>>>>>

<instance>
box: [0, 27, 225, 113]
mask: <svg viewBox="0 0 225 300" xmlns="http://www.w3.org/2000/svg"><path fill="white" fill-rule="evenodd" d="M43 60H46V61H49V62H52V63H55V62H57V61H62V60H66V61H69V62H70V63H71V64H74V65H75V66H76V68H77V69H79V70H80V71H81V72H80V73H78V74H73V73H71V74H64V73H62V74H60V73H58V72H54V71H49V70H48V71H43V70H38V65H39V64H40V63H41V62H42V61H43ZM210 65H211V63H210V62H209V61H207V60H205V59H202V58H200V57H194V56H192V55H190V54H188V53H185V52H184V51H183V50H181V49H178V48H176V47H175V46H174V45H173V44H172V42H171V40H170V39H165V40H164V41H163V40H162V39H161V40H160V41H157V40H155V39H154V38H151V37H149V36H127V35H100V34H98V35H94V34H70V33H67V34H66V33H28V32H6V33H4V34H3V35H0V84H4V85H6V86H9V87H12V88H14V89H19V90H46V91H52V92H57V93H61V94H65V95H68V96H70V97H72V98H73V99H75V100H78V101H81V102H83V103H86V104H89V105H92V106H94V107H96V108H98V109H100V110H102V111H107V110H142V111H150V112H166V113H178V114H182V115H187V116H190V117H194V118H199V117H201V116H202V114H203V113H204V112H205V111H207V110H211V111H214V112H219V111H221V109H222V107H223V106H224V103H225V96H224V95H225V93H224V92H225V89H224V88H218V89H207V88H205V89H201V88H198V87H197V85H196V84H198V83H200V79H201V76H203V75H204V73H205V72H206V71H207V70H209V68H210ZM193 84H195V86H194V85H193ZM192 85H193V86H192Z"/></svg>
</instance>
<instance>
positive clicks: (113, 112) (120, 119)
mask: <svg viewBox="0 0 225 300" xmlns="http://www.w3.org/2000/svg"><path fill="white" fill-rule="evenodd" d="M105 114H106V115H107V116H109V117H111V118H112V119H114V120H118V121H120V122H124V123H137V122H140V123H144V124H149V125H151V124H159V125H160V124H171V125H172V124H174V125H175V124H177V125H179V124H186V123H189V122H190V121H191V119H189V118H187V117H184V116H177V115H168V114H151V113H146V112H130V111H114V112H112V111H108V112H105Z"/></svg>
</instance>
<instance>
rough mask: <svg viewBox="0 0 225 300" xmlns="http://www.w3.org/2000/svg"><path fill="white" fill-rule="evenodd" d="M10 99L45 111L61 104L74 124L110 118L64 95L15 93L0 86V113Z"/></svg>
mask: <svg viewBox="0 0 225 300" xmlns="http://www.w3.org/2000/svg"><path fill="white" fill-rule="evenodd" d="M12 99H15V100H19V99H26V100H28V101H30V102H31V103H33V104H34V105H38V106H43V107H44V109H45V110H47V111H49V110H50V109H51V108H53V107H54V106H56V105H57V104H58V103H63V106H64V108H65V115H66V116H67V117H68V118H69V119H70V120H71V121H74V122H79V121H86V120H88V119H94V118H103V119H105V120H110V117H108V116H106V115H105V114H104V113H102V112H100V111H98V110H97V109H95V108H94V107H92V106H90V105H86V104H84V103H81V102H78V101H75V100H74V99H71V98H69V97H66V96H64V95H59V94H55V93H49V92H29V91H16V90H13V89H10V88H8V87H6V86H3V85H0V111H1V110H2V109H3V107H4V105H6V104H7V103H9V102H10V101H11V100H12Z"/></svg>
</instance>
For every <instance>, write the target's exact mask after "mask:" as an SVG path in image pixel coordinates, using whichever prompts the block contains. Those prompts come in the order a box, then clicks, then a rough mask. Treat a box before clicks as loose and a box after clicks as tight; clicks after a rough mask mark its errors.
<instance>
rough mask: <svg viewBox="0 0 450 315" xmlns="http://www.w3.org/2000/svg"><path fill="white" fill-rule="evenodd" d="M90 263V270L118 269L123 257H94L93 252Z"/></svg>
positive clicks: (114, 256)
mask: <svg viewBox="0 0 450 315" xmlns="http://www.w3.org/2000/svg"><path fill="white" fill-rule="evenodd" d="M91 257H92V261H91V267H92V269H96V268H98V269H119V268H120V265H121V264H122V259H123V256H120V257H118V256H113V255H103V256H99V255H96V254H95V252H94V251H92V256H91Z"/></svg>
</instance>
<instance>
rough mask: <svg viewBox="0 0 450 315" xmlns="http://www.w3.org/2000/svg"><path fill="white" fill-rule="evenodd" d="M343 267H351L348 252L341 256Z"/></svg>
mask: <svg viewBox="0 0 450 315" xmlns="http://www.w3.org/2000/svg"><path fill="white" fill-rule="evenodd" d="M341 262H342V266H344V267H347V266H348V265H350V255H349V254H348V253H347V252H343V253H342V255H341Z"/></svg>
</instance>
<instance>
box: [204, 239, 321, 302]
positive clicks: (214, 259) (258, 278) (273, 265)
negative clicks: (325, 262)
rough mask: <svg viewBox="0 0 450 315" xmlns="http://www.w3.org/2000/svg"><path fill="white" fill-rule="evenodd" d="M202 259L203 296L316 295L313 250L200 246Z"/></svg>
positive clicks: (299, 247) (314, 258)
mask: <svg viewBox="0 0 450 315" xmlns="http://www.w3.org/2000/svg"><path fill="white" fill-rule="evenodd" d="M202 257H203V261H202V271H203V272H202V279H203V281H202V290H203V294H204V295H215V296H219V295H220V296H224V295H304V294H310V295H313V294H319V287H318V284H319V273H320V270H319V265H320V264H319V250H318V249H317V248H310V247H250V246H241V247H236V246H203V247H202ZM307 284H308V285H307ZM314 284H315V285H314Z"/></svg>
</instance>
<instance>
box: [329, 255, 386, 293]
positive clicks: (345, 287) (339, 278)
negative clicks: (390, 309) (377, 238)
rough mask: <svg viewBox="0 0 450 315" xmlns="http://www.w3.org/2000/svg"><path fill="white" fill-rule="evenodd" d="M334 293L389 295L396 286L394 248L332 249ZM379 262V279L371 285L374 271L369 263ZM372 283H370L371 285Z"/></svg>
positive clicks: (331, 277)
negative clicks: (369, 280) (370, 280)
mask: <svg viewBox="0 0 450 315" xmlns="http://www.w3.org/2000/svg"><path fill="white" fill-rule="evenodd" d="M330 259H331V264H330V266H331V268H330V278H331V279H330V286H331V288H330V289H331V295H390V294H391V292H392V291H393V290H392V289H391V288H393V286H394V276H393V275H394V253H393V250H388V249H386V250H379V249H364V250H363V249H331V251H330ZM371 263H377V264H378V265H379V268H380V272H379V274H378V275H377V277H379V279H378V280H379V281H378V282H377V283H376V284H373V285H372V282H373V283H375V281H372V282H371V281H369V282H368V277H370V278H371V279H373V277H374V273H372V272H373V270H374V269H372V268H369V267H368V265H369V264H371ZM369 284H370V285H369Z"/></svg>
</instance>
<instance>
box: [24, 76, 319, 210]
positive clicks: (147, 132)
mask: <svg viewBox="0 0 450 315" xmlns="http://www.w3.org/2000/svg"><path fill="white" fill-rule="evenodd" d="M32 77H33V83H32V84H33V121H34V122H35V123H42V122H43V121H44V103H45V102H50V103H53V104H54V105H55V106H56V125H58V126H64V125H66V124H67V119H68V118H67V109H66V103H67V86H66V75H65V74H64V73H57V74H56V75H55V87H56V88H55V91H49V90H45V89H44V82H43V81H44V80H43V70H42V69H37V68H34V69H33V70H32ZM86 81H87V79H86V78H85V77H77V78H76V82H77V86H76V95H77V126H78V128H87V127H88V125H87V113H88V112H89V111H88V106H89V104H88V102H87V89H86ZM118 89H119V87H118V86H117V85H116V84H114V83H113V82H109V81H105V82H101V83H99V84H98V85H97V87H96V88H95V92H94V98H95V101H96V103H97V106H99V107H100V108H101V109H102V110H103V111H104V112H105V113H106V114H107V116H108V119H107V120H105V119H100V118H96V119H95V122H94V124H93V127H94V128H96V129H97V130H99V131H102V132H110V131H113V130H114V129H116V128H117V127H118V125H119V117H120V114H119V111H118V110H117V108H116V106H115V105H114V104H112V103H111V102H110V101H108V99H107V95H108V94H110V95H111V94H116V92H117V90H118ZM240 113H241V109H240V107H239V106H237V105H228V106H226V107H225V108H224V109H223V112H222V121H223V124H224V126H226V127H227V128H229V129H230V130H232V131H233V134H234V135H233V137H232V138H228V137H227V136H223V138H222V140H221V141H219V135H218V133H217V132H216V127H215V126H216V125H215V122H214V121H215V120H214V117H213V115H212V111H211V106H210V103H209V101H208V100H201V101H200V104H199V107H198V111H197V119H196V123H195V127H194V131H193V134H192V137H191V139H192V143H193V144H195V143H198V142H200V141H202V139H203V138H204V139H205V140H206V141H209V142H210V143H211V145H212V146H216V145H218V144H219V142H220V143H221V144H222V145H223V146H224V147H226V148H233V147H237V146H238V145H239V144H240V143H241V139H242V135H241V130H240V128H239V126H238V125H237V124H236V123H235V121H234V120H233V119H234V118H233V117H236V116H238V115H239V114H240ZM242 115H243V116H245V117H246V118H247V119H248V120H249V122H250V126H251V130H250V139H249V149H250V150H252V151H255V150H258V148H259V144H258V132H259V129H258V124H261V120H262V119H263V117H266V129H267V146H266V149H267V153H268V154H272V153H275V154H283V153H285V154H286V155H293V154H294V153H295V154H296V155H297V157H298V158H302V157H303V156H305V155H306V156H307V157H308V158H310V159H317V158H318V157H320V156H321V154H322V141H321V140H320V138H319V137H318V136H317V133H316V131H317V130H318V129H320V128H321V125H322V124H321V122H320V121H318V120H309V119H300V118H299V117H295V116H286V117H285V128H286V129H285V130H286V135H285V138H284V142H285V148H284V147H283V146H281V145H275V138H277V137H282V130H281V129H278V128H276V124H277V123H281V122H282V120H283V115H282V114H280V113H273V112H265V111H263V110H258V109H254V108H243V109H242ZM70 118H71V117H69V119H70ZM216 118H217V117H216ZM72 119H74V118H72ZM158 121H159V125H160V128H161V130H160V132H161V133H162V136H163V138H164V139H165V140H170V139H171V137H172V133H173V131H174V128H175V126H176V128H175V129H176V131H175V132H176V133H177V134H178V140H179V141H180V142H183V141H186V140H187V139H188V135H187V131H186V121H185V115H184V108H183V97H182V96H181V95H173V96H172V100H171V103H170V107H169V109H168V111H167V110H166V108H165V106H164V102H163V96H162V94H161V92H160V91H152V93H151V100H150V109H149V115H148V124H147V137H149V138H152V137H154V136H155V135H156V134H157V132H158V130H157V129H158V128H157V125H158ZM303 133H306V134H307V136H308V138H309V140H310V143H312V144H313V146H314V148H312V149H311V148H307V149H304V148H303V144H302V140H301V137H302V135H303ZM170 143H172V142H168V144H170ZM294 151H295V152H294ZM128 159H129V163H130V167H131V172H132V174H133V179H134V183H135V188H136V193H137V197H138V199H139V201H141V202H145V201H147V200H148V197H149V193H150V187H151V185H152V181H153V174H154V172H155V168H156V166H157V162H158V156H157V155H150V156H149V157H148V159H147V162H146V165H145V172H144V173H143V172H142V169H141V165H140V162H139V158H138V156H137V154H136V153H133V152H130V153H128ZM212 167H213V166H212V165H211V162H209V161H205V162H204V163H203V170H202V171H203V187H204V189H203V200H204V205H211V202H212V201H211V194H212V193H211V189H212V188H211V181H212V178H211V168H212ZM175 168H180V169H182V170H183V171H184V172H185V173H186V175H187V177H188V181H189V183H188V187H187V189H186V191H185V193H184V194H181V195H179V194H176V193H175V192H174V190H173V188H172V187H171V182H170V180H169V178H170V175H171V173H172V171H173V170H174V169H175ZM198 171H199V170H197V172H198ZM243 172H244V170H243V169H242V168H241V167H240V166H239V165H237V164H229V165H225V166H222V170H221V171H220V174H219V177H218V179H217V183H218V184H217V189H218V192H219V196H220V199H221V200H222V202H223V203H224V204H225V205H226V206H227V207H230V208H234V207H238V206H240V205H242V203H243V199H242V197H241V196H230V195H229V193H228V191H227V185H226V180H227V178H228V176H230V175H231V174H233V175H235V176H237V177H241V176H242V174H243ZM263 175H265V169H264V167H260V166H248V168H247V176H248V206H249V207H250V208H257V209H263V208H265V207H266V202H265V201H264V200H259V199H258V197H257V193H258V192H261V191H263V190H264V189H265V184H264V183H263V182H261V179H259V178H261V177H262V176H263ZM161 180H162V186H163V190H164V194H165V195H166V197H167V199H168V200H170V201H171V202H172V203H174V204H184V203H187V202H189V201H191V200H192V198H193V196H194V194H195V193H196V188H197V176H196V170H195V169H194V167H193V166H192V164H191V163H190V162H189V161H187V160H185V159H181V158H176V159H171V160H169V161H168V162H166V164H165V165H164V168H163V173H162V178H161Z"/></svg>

<<<<<

[WHAT THIS TASK INVOLVES] Count the lines in the material above that contain the string "clicks". Reply with the number alone.

[PROBLEM SOLUTION] 11